EXERCISE:
What you return should be the lines from the one with "218V246L267 247L265 195L224" through the one with "positive clicks: (174, 182)" in the data below, reproduced exactly with both ends, and no pictures at all.
Top of MATERIAL FOR THIS TASK
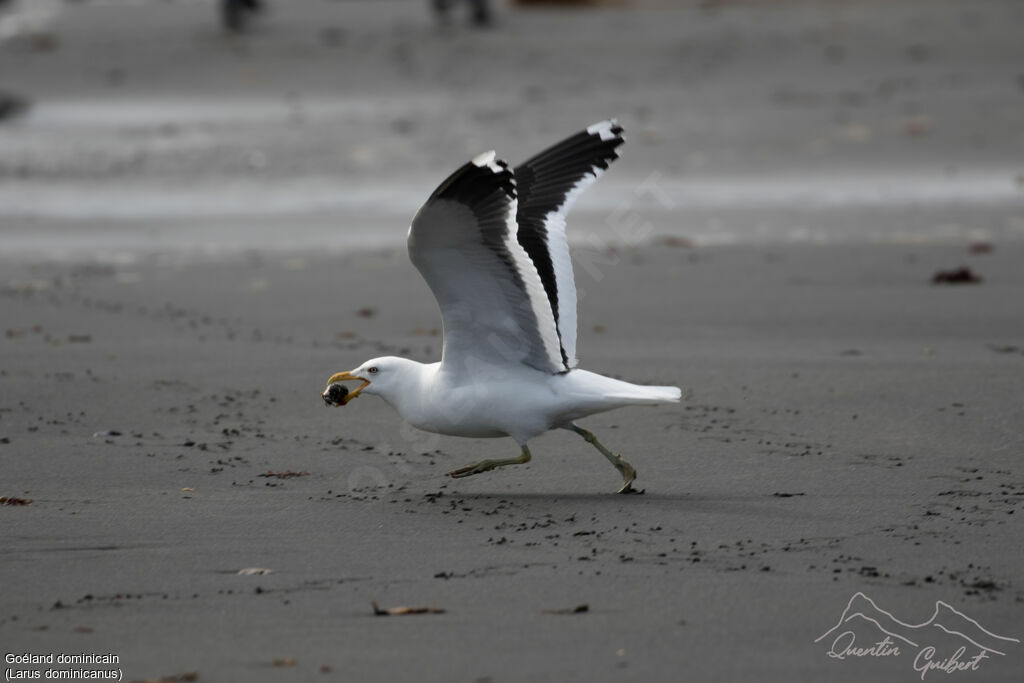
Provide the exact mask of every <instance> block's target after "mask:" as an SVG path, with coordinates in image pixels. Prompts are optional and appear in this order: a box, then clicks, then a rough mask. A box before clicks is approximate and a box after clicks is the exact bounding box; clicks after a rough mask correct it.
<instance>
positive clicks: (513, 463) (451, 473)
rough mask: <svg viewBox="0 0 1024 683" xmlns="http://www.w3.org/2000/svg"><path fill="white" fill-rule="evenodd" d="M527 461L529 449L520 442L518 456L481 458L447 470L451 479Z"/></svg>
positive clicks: (469, 475) (527, 459)
mask: <svg viewBox="0 0 1024 683" xmlns="http://www.w3.org/2000/svg"><path fill="white" fill-rule="evenodd" d="M528 462H529V449H527V447H526V444H525V443H523V444H522V452H521V453H520V454H519V457H518V458H507V459H505V460H481V461H480V462H478V463H473V464H472V465H466V467H460V468H459V469H457V470H452V471H451V472H449V476H450V477H452V478H453V479H459V478H461V477H468V476H472V475H474V474H479V473H480V472H489V471H490V470H493V469H495V468H496V467H505V466H506V465H522V464H523V463H528Z"/></svg>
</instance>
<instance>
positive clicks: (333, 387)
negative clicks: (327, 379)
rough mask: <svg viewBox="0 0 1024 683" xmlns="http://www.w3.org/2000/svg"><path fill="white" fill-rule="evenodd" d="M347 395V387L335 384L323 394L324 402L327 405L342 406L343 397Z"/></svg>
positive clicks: (332, 384) (338, 383)
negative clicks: (323, 397) (336, 405)
mask: <svg viewBox="0 0 1024 683" xmlns="http://www.w3.org/2000/svg"><path fill="white" fill-rule="evenodd" d="M347 395H348V387H346V386H345V385H344V384H340V383H338V382H335V383H334V384H332V385H331V386H329V387H328V388H327V391H325V392H324V402H325V403H327V404H328V405H344V402H343V401H344V400H345V396H347Z"/></svg>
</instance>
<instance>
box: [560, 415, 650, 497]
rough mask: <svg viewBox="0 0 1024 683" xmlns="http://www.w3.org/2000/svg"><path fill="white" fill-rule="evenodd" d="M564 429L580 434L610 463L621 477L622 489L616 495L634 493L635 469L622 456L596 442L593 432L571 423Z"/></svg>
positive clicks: (602, 444) (585, 440)
mask: <svg viewBox="0 0 1024 683" xmlns="http://www.w3.org/2000/svg"><path fill="white" fill-rule="evenodd" d="M566 429H571V430H572V431H574V432H575V433H577V434H580V436H583V438H584V440H585V441H587V443H590V444H591V445H592V446H594V447H595V449H597V450H598V451H600V452H601V455H602V456H604V457H605V458H607V459H608V462H609V463H611V464H612V465H613V466H614V467H615V469H616V470H618V473H620V474H622V475H623V487H622V488H620V489H618V490H617V492H616V493H618V494H633V493H636V492H635V490H634V489H633V481H634V480H635V479H636V478H637V471H636V468H635V467H633V466H632V465H630V464H629V463H628V462H626V460H625V459H624V458H623V457H622V456H620V455H616V454H614V453H611V452H610V451H608V450H607V449H605V447H604V444H603V443H601V442H600V441H598V440H597V437H596V436H594V433H593V432H591V431H588V430H586V429H584V428H583V427H581V426H579V425H574V424H571V423H569V426H568V427H566Z"/></svg>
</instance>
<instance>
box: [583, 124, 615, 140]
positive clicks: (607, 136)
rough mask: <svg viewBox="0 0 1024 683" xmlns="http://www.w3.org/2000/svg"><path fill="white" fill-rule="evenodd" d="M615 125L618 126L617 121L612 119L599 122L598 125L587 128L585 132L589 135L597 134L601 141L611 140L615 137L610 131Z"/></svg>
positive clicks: (610, 131) (590, 126)
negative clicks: (604, 140)
mask: <svg viewBox="0 0 1024 683" xmlns="http://www.w3.org/2000/svg"><path fill="white" fill-rule="evenodd" d="M616 125H618V122H617V121H615V120H614V119H608V120H607V121H601V122H600V123H595V124H594V125H592V126H588V127H587V132H588V133H590V134H591V135H593V134H595V133H597V134H599V135H600V136H601V139H602V140H611V139H614V137H615V134H614V133H612V132H611V129H612V128H613V127H614V126H616Z"/></svg>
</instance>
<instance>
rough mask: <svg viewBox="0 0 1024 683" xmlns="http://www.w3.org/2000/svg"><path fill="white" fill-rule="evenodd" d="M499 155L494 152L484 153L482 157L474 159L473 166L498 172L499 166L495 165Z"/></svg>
mask: <svg viewBox="0 0 1024 683" xmlns="http://www.w3.org/2000/svg"><path fill="white" fill-rule="evenodd" d="M497 155H498V153H497V152H495V151H494V150H492V151H490V152H484V153H483V154H482V155H477V156H475V157H473V166H478V167H483V166H486V167H487V168H489V169H492V170H494V171H497V170H498V168H497V164H495V157H496V156H497Z"/></svg>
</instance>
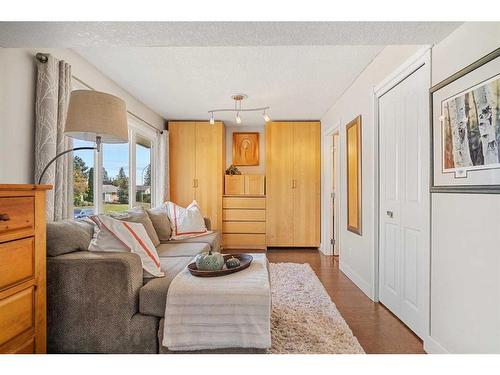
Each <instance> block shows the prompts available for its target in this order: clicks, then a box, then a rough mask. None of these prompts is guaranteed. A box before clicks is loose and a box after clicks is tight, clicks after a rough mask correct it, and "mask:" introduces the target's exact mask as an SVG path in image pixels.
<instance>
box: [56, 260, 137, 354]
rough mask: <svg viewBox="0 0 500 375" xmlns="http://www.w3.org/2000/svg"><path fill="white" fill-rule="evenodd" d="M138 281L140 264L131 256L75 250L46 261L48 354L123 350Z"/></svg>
mask: <svg viewBox="0 0 500 375" xmlns="http://www.w3.org/2000/svg"><path fill="white" fill-rule="evenodd" d="M142 280H143V271H142V265H141V260H140V257H139V256H138V255H137V254H133V253H112V252H90V251H77V252H74V253H69V254H64V255H60V256H57V257H48V258H47V329H48V335H47V337H48V350H49V352H66V353H68V352H70V353H78V352H87V353H88V352H94V353H95V352H106V351H109V352H114V351H115V349H116V346H117V345H122V350H123V349H125V348H124V347H123V345H125V343H126V340H127V339H129V338H130V336H131V335H132V334H133V332H131V331H130V323H131V320H132V317H133V316H134V314H136V313H137V312H138V311H139V289H140V288H141V287H142ZM124 340H125V341H124ZM125 350H126V349H125Z"/></svg>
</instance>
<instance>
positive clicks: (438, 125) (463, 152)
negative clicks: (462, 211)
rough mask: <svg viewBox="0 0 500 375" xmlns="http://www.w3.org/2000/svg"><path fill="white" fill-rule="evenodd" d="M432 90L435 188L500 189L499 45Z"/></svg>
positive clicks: (432, 139)
mask: <svg viewBox="0 0 500 375" xmlns="http://www.w3.org/2000/svg"><path fill="white" fill-rule="evenodd" d="M430 95H431V104H432V116H431V119H432V121H431V135H432V137H431V141H432V145H431V148H432V164H431V169H432V174H431V178H432V186H431V191H432V192H448V193H453V192H460V193H500V150H499V145H500V49H497V50H496V51H494V52H492V53H491V54H489V55H487V56H485V57H484V58H482V59H481V60H479V61H477V62H475V63H474V64H472V65H470V66H468V67H466V68H465V69H463V70H461V71H459V72H458V73H456V74H455V75H453V76H451V77H450V78H448V79H446V80H444V81H443V82H441V83H439V84H437V85H436V86H434V87H432V88H431V94H430Z"/></svg>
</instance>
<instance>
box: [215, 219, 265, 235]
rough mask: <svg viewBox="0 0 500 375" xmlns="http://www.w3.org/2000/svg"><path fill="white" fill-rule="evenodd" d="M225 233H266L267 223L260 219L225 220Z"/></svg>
mask: <svg viewBox="0 0 500 375" xmlns="http://www.w3.org/2000/svg"><path fill="white" fill-rule="evenodd" d="M222 231H223V232H224V233H266V223H265V222H258V221H224V222H223V223H222Z"/></svg>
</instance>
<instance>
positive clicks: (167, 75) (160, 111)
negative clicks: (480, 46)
mask: <svg viewBox="0 0 500 375" xmlns="http://www.w3.org/2000/svg"><path fill="white" fill-rule="evenodd" d="M459 25H460V23H445V22H443V23H441V22H406V23H403V22H150V23H146V22H121V23H119V22H77V23H75V22H73V23H72V22H53V23H50V22H31V23H27V22H11V23H6V22H0V46H4V47H37V48H43V47H54V48H55V47H70V48H73V49H75V50H76V51H77V52H78V53H79V54H80V55H81V56H83V57H84V58H85V59H87V60H88V61H89V62H91V63H92V64H94V65H95V66H96V67H97V68H98V69H99V70H101V71H102V72H103V73H105V74H106V75H108V76H109V77H110V78H111V79H113V80H114V81H115V82H117V83H118V84H119V85H120V86H122V87H123V88H125V89H126V90H128V91H129V92H130V93H131V94H132V95H134V96H135V97H137V98H138V99H139V100H141V101H142V102H143V103H145V104H146V105H148V106H149V107H150V108H152V109H153V110H155V111H156V112H158V113H159V114H161V115H162V116H163V117H165V118H166V119H178V120H182V119H207V118H208V113H207V111H209V110H211V109H215V108H227V107H232V106H233V105H234V103H233V102H232V100H231V99H230V96H231V95H232V94H235V93H245V94H248V96H249V98H248V100H246V101H245V102H244V103H243V106H244V107H262V106H270V107H271V109H270V111H269V115H270V116H271V118H272V119H273V120H279V119H283V120H284V119H294V120H313V119H320V118H321V117H322V115H323V114H324V113H325V112H326V111H327V110H328V109H329V108H330V107H331V106H332V105H333V104H334V102H335V101H336V100H337V99H338V98H339V97H340V96H341V95H342V93H343V92H344V91H345V90H346V89H347V88H348V87H349V85H350V84H351V83H352V82H353V81H354V80H355V78H356V77H357V76H358V75H359V74H360V73H361V72H362V71H363V69H364V68H365V67H366V66H367V65H368V64H369V63H370V62H371V61H372V60H373V58H374V57H375V56H376V55H377V54H378V53H379V52H380V51H381V50H382V49H383V47H384V46H385V45H389V44H432V43H436V42H438V41H440V40H441V39H443V38H444V37H445V36H447V35H448V34H449V33H450V32H451V31H453V30H454V29H455V28H456V27H458V26H459ZM241 117H242V120H243V124H242V125H263V119H262V115H261V113H243V114H242V116H241ZM217 119H218V120H223V121H225V122H226V123H227V124H228V125H233V124H234V114H228V113H226V114H224V115H222V116H221V115H219V116H217Z"/></svg>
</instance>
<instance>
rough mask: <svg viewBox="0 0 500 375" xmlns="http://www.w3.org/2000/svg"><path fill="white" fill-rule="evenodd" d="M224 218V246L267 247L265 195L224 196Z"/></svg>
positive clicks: (222, 214)
mask: <svg viewBox="0 0 500 375" xmlns="http://www.w3.org/2000/svg"><path fill="white" fill-rule="evenodd" d="M222 219H223V221H222V244H223V247H224V248H226V249H249V250H250V249H265V248H266V198H265V197H263V196H253V197H244V198H243V197H234V196H225V197H223V211H222Z"/></svg>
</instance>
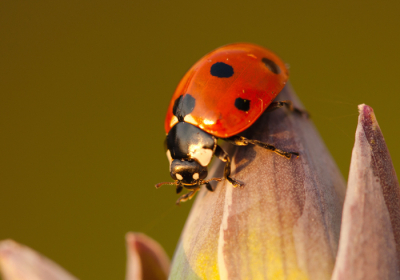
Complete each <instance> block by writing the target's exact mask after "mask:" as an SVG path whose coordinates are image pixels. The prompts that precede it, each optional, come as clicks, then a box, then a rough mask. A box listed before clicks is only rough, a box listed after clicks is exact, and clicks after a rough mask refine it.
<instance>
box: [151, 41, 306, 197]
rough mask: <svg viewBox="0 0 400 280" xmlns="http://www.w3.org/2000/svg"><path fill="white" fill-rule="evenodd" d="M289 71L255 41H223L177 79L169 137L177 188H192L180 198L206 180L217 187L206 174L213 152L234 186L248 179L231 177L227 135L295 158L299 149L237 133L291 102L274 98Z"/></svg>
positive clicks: (174, 182)
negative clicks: (227, 143)
mask: <svg viewBox="0 0 400 280" xmlns="http://www.w3.org/2000/svg"><path fill="white" fill-rule="evenodd" d="M288 75H289V73H288V70H287V68H286V66H285V64H284V63H283V61H282V60H280V59H279V57H278V56H276V55H275V54H274V53H272V52H271V51H269V50H267V49H265V48H263V47H260V46H257V45H253V44H247V43H238V44H231V45H227V46H223V47H221V48H218V49H216V50H214V51H212V52H211V53H209V54H207V55H206V56H204V57H203V58H202V59H200V60H199V61H198V62H197V63H196V64H195V65H193V66H192V68H190V69H189V71H188V72H187V73H186V75H185V76H184V77H183V79H182V80H181V82H180V83H179V84H178V87H177V89H176V90H175V93H174V95H173V96H172V99H171V102H170V104H169V107H168V111H167V116H166V118H165V131H166V133H167V138H166V140H165V143H166V150H167V157H168V159H169V162H170V174H171V177H172V179H174V182H164V183H159V184H157V185H156V187H157V188H158V187H160V186H161V185H163V184H169V185H176V192H177V193H180V192H181V191H182V189H183V187H185V188H187V189H189V190H191V191H190V192H188V193H187V194H184V195H182V196H181V197H180V198H179V200H178V201H177V204H179V202H181V201H186V200H188V199H191V198H192V197H193V196H194V194H195V193H196V192H197V191H198V190H199V189H200V186H201V185H206V187H207V189H208V190H210V191H213V188H212V186H211V185H210V183H209V182H210V181H212V180H216V181H220V180H222V178H214V179H210V180H204V179H205V178H206V177H207V166H208V165H209V163H210V161H211V158H212V157H213V155H215V156H217V157H218V158H219V159H220V160H222V161H223V162H225V163H226V164H225V170H224V178H225V179H226V180H228V181H229V182H230V183H231V184H232V185H233V186H234V187H242V186H243V184H241V183H240V182H238V181H236V180H235V179H233V178H231V177H230V173H231V166H230V158H229V155H228V154H227V153H226V152H225V151H224V150H223V149H222V148H221V147H220V146H219V145H218V144H217V139H218V138H222V139H224V140H226V141H228V142H230V143H232V144H234V145H238V146H246V145H248V144H253V145H257V146H261V147H263V148H266V149H268V150H271V151H274V152H275V153H277V154H279V155H282V156H285V157H286V158H288V159H290V158H291V156H292V155H296V156H298V155H299V154H298V153H295V152H285V151H282V150H279V149H277V148H275V147H274V146H273V145H270V144H267V143H262V142H260V141H257V140H250V139H246V138H245V137H243V136H238V135H237V134H238V133H240V132H242V131H243V130H245V129H246V128H248V127H249V126H251V125H252V124H253V123H254V122H255V121H256V120H257V119H258V118H259V117H260V115H261V114H262V113H263V112H264V111H265V110H266V109H267V108H268V110H273V109H276V108H280V107H282V106H287V107H288V108H289V109H290V110H292V111H297V112H299V113H304V112H302V111H300V110H298V109H294V108H293V107H292V104H291V102H290V101H281V102H272V101H273V100H274V99H275V97H276V96H277V95H278V93H279V92H280V91H281V90H282V88H283V87H284V86H285V84H286V82H287V80H288Z"/></svg>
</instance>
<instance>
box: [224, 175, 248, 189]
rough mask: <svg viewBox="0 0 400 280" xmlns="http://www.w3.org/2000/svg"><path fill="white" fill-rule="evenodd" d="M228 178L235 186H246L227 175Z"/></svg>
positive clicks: (232, 183) (243, 186)
mask: <svg viewBox="0 0 400 280" xmlns="http://www.w3.org/2000/svg"><path fill="white" fill-rule="evenodd" d="M226 179H227V180H228V181H229V183H231V184H232V185H233V187H234V188H237V187H239V188H243V187H244V184H242V183H239V182H238V181H236V180H234V179H232V178H230V177H227V178H226Z"/></svg>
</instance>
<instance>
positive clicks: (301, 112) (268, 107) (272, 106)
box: [266, 100, 310, 118]
mask: <svg viewBox="0 0 400 280" xmlns="http://www.w3.org/2000/svg"><path fill="white" fill-rule="evenodd" d="M283 106H285V107H286V108H287V109H288V110H289V111H291V112H295V113H297V114H300V115H302V116H305V117H307V118H308V117H309V116H310V115H309V114H308V112H307V111H305V110H301V109H299V108H296V107H293V103H292V101H290V100H284V101H276V102H272V103H271V104H270V105H269V106H268V108H267V110H266V111H267V112H271V111H274V110H276V109H278V108H281V107H283Z"/></svg>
Bottom of MATERIAL FOR THIS TASK
SOLUTION BELOW:
rough mask: <svg viewBox="0 0 500 375" xmlns="http://www.w3.org/2000/svg"><path fill="white" fill-rule="evenodd" d="M224 218V246L267 247L265 195L224 196Z"/></svg>
positive clicks: (222, 214)
mask: <svg viewBox="0 0 500 375" xmlns="http://www.w3.org/2000/svg"><path fill="white" fill-rule="evenodd" d="M222 219H223V221H222V244H223V247H224V248H226V249H249V250H250V249H265V248H266V198H265V197H263V196H253V197H244V198H243V197H234V196H225V197H223V211H222Z"/></svg>
</instance>
Complete each <instance> block by writing the target's exact mask after "mask:" as an SVG path whose coordinates are image pixels. The prompts that precede it, each optional, come as clicks, then a box, then a rough mask. A box listed before clicks is only rough, a box listed after clicks is exact, and clicks after a rough mask refine it.
<instance>
box: [151, 41, 306, 197]
rough mask: <svg viewBox="0 0 400 280" xmlns="http://www.w3.org/2000/svg"><path fill="white" fill-rule="evenodd" d="M289 71L255 41H223L177 79L169 137L177 188H192L180 198L206 180L217 187L206 174L213 152L234 186L248 179L231 177L227 135L295 158L299 149L237 133L291 102L274 98Z"/></svg>
positive clicks: (174, 182)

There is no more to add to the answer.